__Challenge 1__:
Using the article on the Honduran airports contract, explain in one to three sentences why the Honduran government began charging the consortium a daily fine.
__Challenge 2__:
From the article on the Honduran airports contract, pull out the stretch from "According to government" through "three years ago.", word for word.

If it's unclear why Martin is begging for more money to conduct business in Honduras, it's quite clear that he's correct about one thing: Honduran government officials are extremely angry with employees of the San Francisco International Airport.

When it won the contract in 2000 to run and refurbish Honduras' airports, the SFO Enterprises-led consortium agreed to finish construction of a passenger terminal at the airport in the Caribbean city of La Ceiba, and to expand facilities at the airport on the island of Roatan, among other things. This April -- after the consortium spent 2 1/2 years failing to live up to many aspects of the privatization contract -- the Honduran government began levying a fine of $20,000 per day, which, as I write on Monday, continues accruing.

According to government regulators, San Francisco has treated Honduras to lies, excuses, misrepresentations, and broken agreements, almost from the day SFO employees began showing up in Tegucigalpa three years ago.

"For us, this has been a huge fraud," Honduran government regulator Silvio Larios Bones told me last week. "It's clear [San Francisco] has acted in bad faith all along. Here, it feels like they're treating us like the Spanish during their empire. They're selling us little birds in exchange for pieces of gold."

Still, according to Torres Lazo, the Tegucigalpa industrialist whom San Francisco recruited as a consortium partner, the little problem of the $20,000-a-day fine will be taken care of soon. Honduran President Ricardo Maduro has taken a keen interest in the airport problems, Torres says. Maduro recently arranged a series of negotiations among officials in the ministry of public works, transportation, and housing (Soptravi) and the tourism ministry, several presidential aides, many business leaders, and members of the private airports consortium, Interairports SA.

__Excerpted records__:

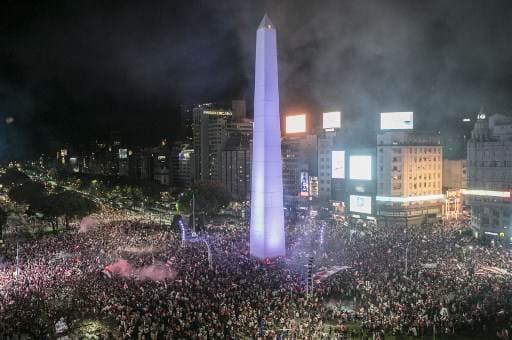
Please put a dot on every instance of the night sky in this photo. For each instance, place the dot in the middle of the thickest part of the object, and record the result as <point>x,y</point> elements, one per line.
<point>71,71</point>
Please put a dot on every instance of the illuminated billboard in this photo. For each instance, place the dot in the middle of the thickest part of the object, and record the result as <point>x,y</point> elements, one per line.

* * *

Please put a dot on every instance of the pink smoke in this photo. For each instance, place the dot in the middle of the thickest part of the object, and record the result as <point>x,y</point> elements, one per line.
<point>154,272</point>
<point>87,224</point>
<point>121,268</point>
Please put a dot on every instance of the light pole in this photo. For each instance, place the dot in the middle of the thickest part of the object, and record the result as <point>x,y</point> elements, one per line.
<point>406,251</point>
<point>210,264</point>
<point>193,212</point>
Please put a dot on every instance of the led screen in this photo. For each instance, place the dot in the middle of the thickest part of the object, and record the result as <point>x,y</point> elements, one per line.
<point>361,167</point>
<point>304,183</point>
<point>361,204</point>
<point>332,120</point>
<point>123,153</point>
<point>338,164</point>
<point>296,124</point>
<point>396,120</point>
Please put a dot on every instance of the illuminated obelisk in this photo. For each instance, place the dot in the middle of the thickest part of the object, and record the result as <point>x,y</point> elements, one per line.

__Full response 1__:
The Honduran government began levying a fine of $20,000 per day this April because the consortium led by SFO Enterprises had spent two and a half years failing to live up to many aspects of the privatization contract. That contract, won in 2000, included finishing a passenger terminal at La Ceiba and expanding facilities on Roatan.

__Full response 2__:
According to government regulators, San Francisco has treated Honduras to lies, excuses, misrepresentations, and broken agreements, almost from the day SFO employees began showing up in Tegucigalpa three years ago.